Put every line of the records below into a JSON list of strings, one string per line, with blank lines omitted. Leave the pictures out of the list.

Dataset records on where objects are located
------------------------------------
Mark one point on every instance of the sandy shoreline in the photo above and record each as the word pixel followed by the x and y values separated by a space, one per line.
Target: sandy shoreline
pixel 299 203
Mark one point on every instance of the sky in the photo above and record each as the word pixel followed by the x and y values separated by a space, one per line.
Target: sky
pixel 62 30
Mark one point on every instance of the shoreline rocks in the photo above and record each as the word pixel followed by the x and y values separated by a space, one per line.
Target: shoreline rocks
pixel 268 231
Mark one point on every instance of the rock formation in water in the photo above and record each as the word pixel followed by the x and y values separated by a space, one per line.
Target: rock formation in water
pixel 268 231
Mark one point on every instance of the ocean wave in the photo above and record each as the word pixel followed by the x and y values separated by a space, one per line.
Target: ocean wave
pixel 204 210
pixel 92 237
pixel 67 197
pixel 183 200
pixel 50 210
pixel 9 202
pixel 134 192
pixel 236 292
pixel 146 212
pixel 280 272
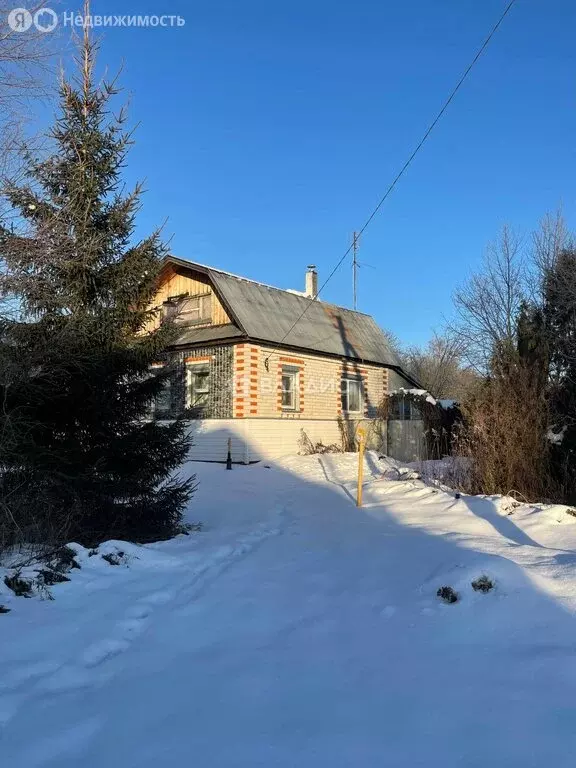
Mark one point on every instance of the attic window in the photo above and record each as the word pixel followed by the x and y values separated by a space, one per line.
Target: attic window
pixel 289 388
pixel 189 310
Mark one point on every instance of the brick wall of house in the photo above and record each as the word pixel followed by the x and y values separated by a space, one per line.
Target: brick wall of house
pixel 257 386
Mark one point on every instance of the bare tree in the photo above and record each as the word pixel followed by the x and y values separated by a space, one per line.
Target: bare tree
pixel 26 58
pixel 438 368
pixel 487 305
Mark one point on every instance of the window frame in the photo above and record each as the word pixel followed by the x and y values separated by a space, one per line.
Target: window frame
pixel 345 391
pixel 293 374
pixel 192 369
pixel 174 309
pixel 160 414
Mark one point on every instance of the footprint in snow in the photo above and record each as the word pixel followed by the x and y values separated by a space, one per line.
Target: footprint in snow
pixel 100 652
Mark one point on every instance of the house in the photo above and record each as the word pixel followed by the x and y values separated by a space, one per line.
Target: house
pixel 258 364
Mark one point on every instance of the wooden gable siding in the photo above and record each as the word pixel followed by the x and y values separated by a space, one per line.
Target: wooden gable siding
pixel 175 283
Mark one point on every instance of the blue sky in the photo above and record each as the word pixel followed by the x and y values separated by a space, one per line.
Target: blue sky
pixel 269 130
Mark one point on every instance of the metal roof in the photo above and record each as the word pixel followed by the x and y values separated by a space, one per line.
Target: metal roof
pixel 267 314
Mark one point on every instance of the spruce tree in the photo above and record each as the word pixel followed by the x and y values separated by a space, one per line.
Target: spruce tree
pixel 82 459
pixel 560 321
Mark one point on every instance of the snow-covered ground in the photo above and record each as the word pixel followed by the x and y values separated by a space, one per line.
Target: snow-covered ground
pixel 296 630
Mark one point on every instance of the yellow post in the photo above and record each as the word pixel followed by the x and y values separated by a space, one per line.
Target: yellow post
pixel 361 436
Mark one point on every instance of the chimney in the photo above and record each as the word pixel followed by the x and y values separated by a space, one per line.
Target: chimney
pixel 311 281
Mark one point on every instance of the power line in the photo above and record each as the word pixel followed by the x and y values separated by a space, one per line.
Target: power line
pixel 400 173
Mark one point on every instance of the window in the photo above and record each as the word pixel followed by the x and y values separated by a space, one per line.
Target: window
pixel 289 388
pixel 352 395
pixel 163 402
pixel 198 385
pixel 189 310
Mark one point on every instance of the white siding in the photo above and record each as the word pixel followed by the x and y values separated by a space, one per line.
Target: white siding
pixel 258 439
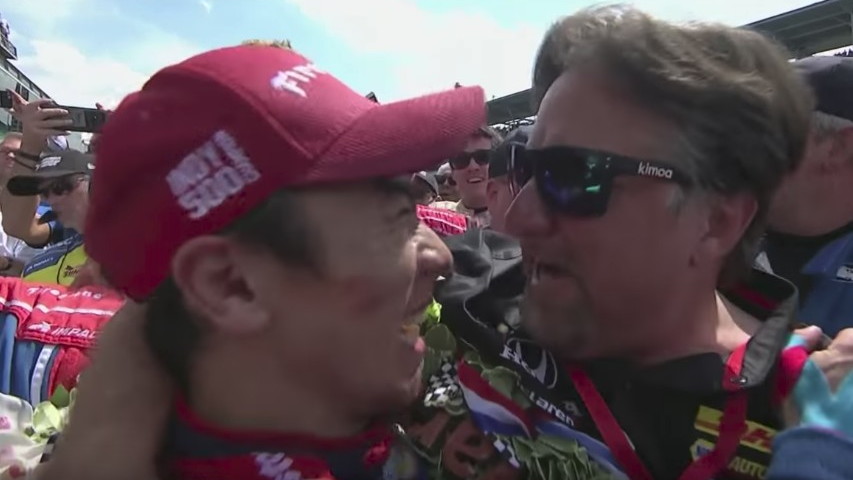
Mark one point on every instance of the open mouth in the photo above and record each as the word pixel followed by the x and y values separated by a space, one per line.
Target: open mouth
pixel 547 271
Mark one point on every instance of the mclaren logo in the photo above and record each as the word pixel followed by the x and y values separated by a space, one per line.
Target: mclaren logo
pixel 533 359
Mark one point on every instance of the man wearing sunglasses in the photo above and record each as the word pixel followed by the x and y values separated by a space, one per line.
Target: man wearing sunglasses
pixel 498 189
pixel 470 172
pixel 62 180
pixel 641 197
pixel 447 190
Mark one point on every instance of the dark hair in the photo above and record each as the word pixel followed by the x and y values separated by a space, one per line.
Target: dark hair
pixel 743 111
pixel 278 225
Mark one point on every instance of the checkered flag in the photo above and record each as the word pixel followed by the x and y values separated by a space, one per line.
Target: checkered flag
pixel 443 388
pixel 505 449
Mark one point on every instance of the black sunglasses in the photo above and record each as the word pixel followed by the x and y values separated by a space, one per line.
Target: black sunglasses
pixel 464 159
pixel 578 181
pixel 60 186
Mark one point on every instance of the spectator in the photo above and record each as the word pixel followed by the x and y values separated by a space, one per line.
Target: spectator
pixel 424 188
pixel 810 237
pixel 308 248
pixel 63 181
pixel 642 194
pixel 447 189
pixel 498 191
pixel 820 442
pixel 14 252
pixel 23 215
pixel 470 171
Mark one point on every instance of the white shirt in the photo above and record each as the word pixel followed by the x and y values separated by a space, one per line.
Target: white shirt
pixel 15 248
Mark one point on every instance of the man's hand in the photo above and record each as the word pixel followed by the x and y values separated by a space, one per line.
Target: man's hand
pixel 823 396
pixel 38 118
pixel 121 410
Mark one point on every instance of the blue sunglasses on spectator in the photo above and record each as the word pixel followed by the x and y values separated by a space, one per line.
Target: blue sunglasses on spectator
pixel 578 181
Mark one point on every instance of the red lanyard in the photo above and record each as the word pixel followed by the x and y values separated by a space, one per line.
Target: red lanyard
pixel 732 425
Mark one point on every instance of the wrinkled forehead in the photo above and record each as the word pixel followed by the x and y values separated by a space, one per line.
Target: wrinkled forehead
pixel 10 142
pixel 478 143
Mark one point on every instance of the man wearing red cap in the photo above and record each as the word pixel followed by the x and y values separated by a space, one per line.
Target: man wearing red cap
------------------------------------
Full response:
[
  "Mark one point on every instance of the sandy shoreline in the photo above and record each as the word pixel followed by the x and y values separated by a space, one per line.",
  "Target: sandy shoreline",
  "pixel 299 203",
  "Mark one point on every instance of the sky in the photo above and record each as the word pixel followed by the x and y values separated by a space, one per line.",
  "Target: sky",
  "pixel 62 30",
  "Mark one point on every instance of the shoreline rocks in the photo above and record each as the word pixel followed by the x and y values separated by a space, one per line.",
  "Target: shoreline rocks",
  "pixel 268 231",
  "Mark one point on every instance of the rock formation in water in the photo above and record each as the word pixel followed by the x and y values separated by a space, one per line.",
  "Target: rock formation in water",
  "pixel 268 231",
  "Mark one point on every instance of the ocean wave in the photo above and record each as the word pixel followed by the x and y values separated by a space, one per line.",
  "Target: ocean wave",
  "pixel 204 210",
  "pixel 92 237",
  "pixel 67 197",
  "pixel 183 200",
  "pixel 50 210",
  "pixel 9 202",
  "pixel 134 192",
  "pixel 236 292",
  "pixel 146 212",
  "pixel 280 272",
  "Mark one point on every instance of the attic window in the photo above and record each as the word pixel followed by the x and y values separated by a space, one per line.",
  "Target: attic window",
  "pixel 289 388",
  "pixel 189 310",
  "Mark one point on every instance of the brick wall of house in the photo above and record each as the word pixel followed by the x and y values separated by a space, one per line.",
  "Target: brick wall of house",
  "pixel 257 386",
  "Mark one point on every instance of the bare tree in the photo above and record each as the word pixel followed by the x and y values separated by a space, one per line.",
  "Target: bare tree",
  "pixel 26 58",
  "pixel 438 368",
  "pixel 487 305",
  "Mark one point on every instance of the window frame in the photo above and record each as the word pixel followed by the x and y values separated by a space, one per line.",
  "Target: window frame",
  "pixel 345 391",
  "pixel 293 374",
  "pixel 192 369",
  "pixel 174 309",
  "pixel 160 414",
  "Mark one point on every instance of the footprint in snow in the photo above and record each as the word pixel followed by the x and y values separated by a space, one per line.",
  "Target: footprint in snow",
  "pixel 100 652",
  "Mark one point on every instance of the house in the photo above and record each as the word pixel followed by the x and y values separated by a space, one per line.",
  "Target: house",
  "pixel 258 364",
  "Mark one point on every instance of the wooden gable siding in the photo above and record each as the word pixel followed by the x and y values separated by a space, one per line.",
  "Target: wooden gable siding",
  "pixel 175 283",
  "Mark one point on every instance of the blue sky in the photo above and record each as the word pixel followed by the x and y values separated by a space, one per line.",
  "Target: blue sky",
  "pixel 269 130",
  "Mark one point on every instance of the metal roof in the photo above and record each as the word pixel followed by the x and y values separated by a space, one per line.",
  "Target: metal roof",
  "pixel 267 314",
  "Mark one point on every instance of the spruce tree in the photo above and record each as the word pixel followed by the x and y values separated by a space, one per line.",
  "Target: spruce tree",
  "pixel 82 459",
  "pixel 560 321",
  "Mark one point on every instance of the snow-covered ground in the photo above and record each as the word pixel followed by the x and y values separated by a space, one per line.",
  "Target: snow-covered ground",
  "pixel 296 630",
  "Mark one point on every instance of the yellow post in the photo above and record each as the word pixel followed by the x and y values separated by a space, one per line.",
  "Target: yellow post",
  "pixel 361 436",
  "Mark one point on every instance of the chimney in the photo above and record each as the word pixel followed by the x and y values separated by a space, one per line.",
  "Target: chimney",
  "pixel 311 281",
  "Mark one point on every instance of the power line in the photo above and record each as the word pixel followed by the x and y values separated by a space, one per line.",
  "Target: power line",
  "pixel 400 173",
  "Mark one point on every instance of the window in the photo above and record each as the word pixel followed by the x and y values separated by a space, one per line.",
  "Target: window",
  "pixel 289 388",
  "pixel 352 395",
  "pixel 163 402",
  "pixel 198 385",
  "pixel 189 310",
  "Mark one point on every instance of the white siding in the photo above and record each as the word pixel followed by the x and y values separated by a space, one per line.",
  "Target: white siding",
  "pixel 258 439",
  "Mark one point on every instance of the open mouth in the photo above and record each as the word pixel followed by the x and y values separated by a space, one per line.",
  "Target: open mouth",
  "pixel 547 271",
  "Mark one point on every instance of the mclaren logo in the photo above and record each as the word pixel followed by the x and y values separated by a space, one per line.",
  "Target: mclaren logo",
  "pixel 533 359",
  "Mark one point on every instance of the man wearing sunglasses in the photo above and record each as the word pixel followed by the x and y values separated by a space, one per line.",
  "Target: man wearing sunglasses",
  "pixel 498 189",
  "pixel 470 172",
  "pixel 62 180",
  "pixel 641 197",
  "pixel 447 190",
  "Mark one point on every instance of the dark hair in the photo above and record each as the word pixel followed by the x and y values separated by a space, one per line.",
  "Target: dark hair",
  "pixel 743 111",
  "pixel 278 225",
  "Mark one point on every instance of the checkered flag in the photo above and record each as the word pixel followed by the x and y values separated by a space, one per line.",
  "Target: checkered flag",
  "pixel 443 388",
  "pixel 505 449",
  "Mark one point on every instance of the black sunglasses in the photo above and record each as the word pixel followed by the x and y values separated by a space, one per line.",
  "Target: black sunglasses",
  "pixel 464 159",
  "pixel 578 181",
  "pixel 60 186",
  "Mark one point on every instance of the spectator in the photo above and record each as the word pixel followed by the x and y values separated by a space, one per line.",
  "Target: spectator",
  "pixel 424 188",
  "pixel 810 237",
  "pixel 308 248",
  "pixel 63 181",
  "pixel 642 194",
  "pixel 447 189",
  "pixel 498 191",
  "pixel 820 442",
  "pixel 14 252",
  "pixel 23 215",
  "pixel 470 171",
  "Mark one point on every instance of the white shirt in the photo above and record each as the word pixel followed by the x and y values separated by a space, one per line.",
  "Target: white shirt",
  "pixel 15 248",
  "Mark one point on every instance of the man's hand in the photo above and record each as the word pixel followed by the x and y values separated by a space, one per line.",
  "Target: man's hand",
  "pixel 823 396",
  "pixel 38 118",
  "pixel 121 410",
  "Mark one point on every instance of the blue sunglasses on spectator in the photo above and record each as the word pixel followed by the x and y values separated by a space, one per line.",
  "Target: blue sunglasses on spectator",
  "pixel 578 181",
  "Mark one point on every instance of the red lanyard in the photo above and record each as the word pixel followed by the x and y values separated by a space, one per line.",
  "Target: red lanyard",
  "pixel 732 425",
  "Mark one point on every instance of the wrinkled forehead in the photo above and record each as the word pixel followed by the x and y values separated by a space, one per line.",
  "Target: wrinkled forehead",
  "pixel 10 142",
  "pixel 478 143",
  "Mark one point on every instance of the man wearing red cap in the photo above and record each as the word pixel followed by the x and y values separated by a space, one per line.",
  "Target: man wearing red cap"
]